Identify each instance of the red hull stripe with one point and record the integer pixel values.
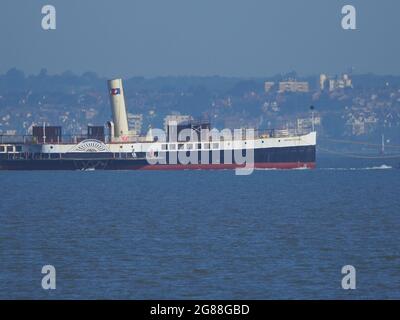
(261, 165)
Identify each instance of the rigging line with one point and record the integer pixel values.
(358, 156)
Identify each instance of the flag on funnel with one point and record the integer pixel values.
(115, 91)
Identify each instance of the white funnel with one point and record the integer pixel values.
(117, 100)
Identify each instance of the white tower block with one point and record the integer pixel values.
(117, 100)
* * *
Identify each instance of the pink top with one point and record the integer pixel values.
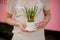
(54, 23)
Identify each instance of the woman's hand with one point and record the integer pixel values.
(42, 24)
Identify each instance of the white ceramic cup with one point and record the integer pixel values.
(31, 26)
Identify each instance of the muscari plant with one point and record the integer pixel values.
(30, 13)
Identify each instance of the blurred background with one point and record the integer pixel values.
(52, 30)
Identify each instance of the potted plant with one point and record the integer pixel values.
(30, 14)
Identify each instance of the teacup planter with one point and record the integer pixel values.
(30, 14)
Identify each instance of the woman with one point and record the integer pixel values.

**Task instructions:** Your answer must be the lines above from the one containing "Identify each instance of the teacup" to the one containing "Identify each instance of the woman with", both included, restated word for word.

**Solution to the exercise:**
Identify each instance of the teacup planter with one point and record the integer pixel values.
(30, 14)
Identify each instance of the woman with one point and record the integer pixel values.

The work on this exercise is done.